***** 課題文

女性の哲学者というと、どんな恐そうな人かと思っていたら、これがまたすごくかわいくて、おまけに頭が良く、そこへもってきて、「知ってしまった者」のもつ雰囲気が漂っており、たまらなく魅力的でした。それ以来、私はすっかり彼女のファンになってしまいました。
前置きが随分長くなりましたが、もしあなたが池田さんのことをまったくご存じないのであれば、この『事象そのものへ!』を読むより、今年の一月に出た、『睥睨するヘーゲル』(講談社)をお読みになることをお薦めします。それを面白いと感じたのなら、他の池田さんの本も読んでみてください。ざっと、一覧を載せておきます。読む順としては、新しいものから古いものへ遡って行ったほうが読みやすいと思います。
「哲学エンタテイナー」として、池田さんがどのように芸を磨いて行ったかを知りたければ古いものから読んでもよいでしょう。でも最初に『事象そのものへ!』を読んだら、たぶん、脳味噌がハレーションを起こすと思います。
- 『睥睨するヘ−ゲル』 講談社 1,456円 1997/01
- 『メタフィジカル・パンチ』 文藝春秋 1,456円 1996/11
- 『悪妻に訊け』 新潮社 1,359円 1996/04
- 『 オン!』 講談社 1,553円 1995/07
- 『帰ってきたソクラテス』 新潮社 1,456円 1994/10
- 『考える人』 中央公論社 1,942円 1994/094
- 『メタフィジカ!』 法蔵館 2,136円 1992/04
- 『事象そのものへ!』 法蔵館 1,942円 1991/07
- 『最後からひとりめの読者による「埴谷雄高」論』 河出書房新社 1,600円 1987/08
『ロン』 文・甲斐裕美 絵・まつだいらあすか 新風舎1,553円 1997/02
著者の甲斐裕美さんは、癌の末期の方をお世話するお仕事をなさっている方だと思います。
この本は、迷い込んできた老犬のロンと、少年の話です。ロンの体にはすでに癌ができています。少年は母からそんな犬の面倒をみることなどできないと言われたため、内緒で押入に隠して世話をしています。この余命いくばくもないロンと少年の対話で綴られた物語です。童話という形式を取っていますが、読んでいて哲学書、いや何だろう、宗教の本でもない...、とにかくジャンルを越えた、「存在することの意味」を考えさせてくれる本です。
この地球上のすべての生き物。鳥も花も、そして岩や風、夜空の星達、宇宙全部が、ある調和の中に存在しており、ひとつひとつに意味があること。そしてある出来事は、偶然でもなければ運命でもない、大きな調和の中でお互いに影響を及ぼしながら存在しており、すべての出来事には、本人にもわからない何か重大な意味があるのだということ。このようなことを感じさせてくる本です。そして、勇気も与えてくれます。
『人生の贈り物』 森瑤子 学習研究社 1,748円 1993/12
私が森瑤子さんのことを好きなのは、女性には珍しいくらいイマジネーションの中で遊べる人だからでしょうか。これは白州正子さんにも当てはまることですが、石ころひとつでも、その人の思い入れでイメージを膨らませて物語を展開してくれます。

**********

* **実施する課題**
**A)** 課題文について、次の問いに答えよ。
(i) 池田さんをまったく知らない人に勧められている本の題名と出版社は何か。
(ii) 『ロン』の少年は、ロンをどこに隠して世話をしているか。
(iii) 『人生の贈り物』の出版社はどこか。
**B)** 課題文の一部を、「女性の哲学者というと、どんな」を含む語句から書き始め、「ーションを起こすと思います。」のところで区切って、一字も変えずに書き写せ。
**C)** 課題文にある池田さんの本の一覧から、出版社名を重複なしですべて挙げよ。

***** 提示された記録

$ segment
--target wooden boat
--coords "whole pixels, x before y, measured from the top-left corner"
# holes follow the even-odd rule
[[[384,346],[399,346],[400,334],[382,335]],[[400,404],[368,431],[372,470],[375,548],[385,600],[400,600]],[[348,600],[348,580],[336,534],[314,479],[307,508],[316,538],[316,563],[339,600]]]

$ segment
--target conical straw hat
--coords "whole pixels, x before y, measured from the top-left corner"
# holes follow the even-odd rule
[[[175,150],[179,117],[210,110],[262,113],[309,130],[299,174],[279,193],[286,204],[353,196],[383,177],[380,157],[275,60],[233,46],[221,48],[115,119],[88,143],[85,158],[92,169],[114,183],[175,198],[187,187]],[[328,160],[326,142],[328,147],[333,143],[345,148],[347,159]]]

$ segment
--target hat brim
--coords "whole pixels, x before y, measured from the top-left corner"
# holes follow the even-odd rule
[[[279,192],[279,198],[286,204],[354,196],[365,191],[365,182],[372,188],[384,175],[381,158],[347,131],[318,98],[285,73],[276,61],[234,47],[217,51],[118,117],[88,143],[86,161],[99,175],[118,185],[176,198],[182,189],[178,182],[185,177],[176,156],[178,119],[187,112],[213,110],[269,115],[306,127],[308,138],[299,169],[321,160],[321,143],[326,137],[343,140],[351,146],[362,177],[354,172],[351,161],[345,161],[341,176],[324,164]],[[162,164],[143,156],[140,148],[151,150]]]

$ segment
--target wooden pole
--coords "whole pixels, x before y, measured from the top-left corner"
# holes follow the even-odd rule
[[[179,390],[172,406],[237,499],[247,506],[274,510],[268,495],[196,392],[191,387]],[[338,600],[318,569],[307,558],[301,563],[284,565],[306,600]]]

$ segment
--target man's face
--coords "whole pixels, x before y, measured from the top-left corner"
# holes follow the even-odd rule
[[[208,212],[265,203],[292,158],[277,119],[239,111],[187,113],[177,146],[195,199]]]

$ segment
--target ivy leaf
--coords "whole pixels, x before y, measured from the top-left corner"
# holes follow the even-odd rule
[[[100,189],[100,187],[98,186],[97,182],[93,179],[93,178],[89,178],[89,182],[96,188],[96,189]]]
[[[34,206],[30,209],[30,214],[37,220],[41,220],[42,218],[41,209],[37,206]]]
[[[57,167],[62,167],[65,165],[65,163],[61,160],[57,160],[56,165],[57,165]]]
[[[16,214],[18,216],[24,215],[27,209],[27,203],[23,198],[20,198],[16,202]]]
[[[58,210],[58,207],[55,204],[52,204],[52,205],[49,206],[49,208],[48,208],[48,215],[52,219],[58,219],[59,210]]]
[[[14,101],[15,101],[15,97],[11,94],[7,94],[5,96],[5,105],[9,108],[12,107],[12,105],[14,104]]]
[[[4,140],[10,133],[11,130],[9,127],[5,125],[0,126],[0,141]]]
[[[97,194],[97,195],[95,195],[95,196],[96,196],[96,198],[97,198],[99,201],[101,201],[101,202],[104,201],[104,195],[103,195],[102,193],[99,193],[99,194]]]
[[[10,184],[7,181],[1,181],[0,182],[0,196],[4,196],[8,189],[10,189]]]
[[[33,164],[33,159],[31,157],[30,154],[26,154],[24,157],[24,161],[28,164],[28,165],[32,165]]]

**********

* **解答一覧**
**A)**
(i) 『睥睨するヘーゲル』、講談社
(ii) 押入
(iii) 学習研究社

**B)**
女性の哲学者というと、どんな恐そうな人かと思っていたら、これがまたすごくかわいくて、おまけに頭が良く、そこへもってきて、「知ってしまった者」のもつ雰囲気が漂っており、たまらなく魅力的でした。それ以来、私はすっかり彼女のファンになってしまいました。
前置きが随分長くなりましたが、もしあなたが池田さんのことをまったくご存じないのであれば、この『事象そのものへ!』を読むより、今年の一月に出た、『睥睨するヘーゲル』(講談社)をお読みになることをお薦めします。それを面白いと感じたのなら、他の池田さんの本も読んでみてください。ざっと、一覧を載せておきます。読む順としては、新しいものから古いものへ遡って行ったほうが読みやすいと思います。
「哲学エンタテイナー」として、池田さんがどのように芸を磨いて行ったかを知りたければ古いものから読んでもよいでしょう。でも最初に『事象そのものへ!』を読んだら、たぶん、脳味噌がハレーションを起こすと思います。

**C)** 講談社、文藝春秋、新潮社、中央公論社、法蔵館、河出書房新社